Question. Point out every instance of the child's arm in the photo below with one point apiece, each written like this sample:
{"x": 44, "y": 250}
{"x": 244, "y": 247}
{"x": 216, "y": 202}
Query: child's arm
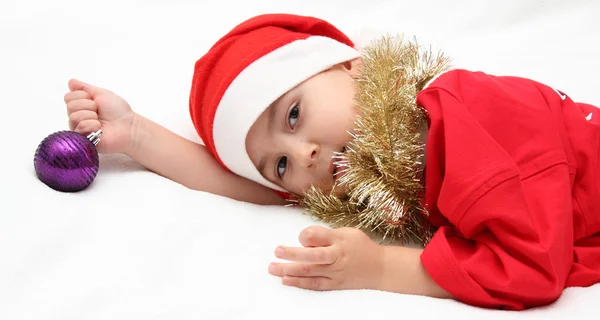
{"x": 346, "y": 258}
{"x": 91, "y": 108}
{"x": 190, "y": 164}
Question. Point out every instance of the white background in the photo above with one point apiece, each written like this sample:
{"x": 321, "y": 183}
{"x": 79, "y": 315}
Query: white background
{"x": 135, "y": 245}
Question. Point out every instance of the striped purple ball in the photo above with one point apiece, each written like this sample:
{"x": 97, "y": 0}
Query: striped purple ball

+ + + + +

◆ **TASK BRIEF**
Change every "apiece" in the rows above to "each" and reproduce all the rows with no other edits. Omit the pictures.

◆ **CORRECT OUTPUT**
Question. Point out every instance of the child's arm in the photo below with one point each, each written like this sample:
{"x": 44, "y": 250}
{"x": 244, "y": 247}
{"x": 216, "y": 202}
Query: child's arm
{"x": 346, "y": 258}
{"x": 91, "y": 108}
{"x": 190, "y": 164}
Question. Point out every instance of the white background in the photo above with one point each, each written like this sample:
{"x": 321, "y": 183}
{"x": 79, "y": 315}
Query: white background
{"x": 135, "y": 245}
Question. Point out every instance of the striped purple ball in the photo above with one point each, each written like this sample:
{"x": 97, "y": 0}
Query: striped purple ball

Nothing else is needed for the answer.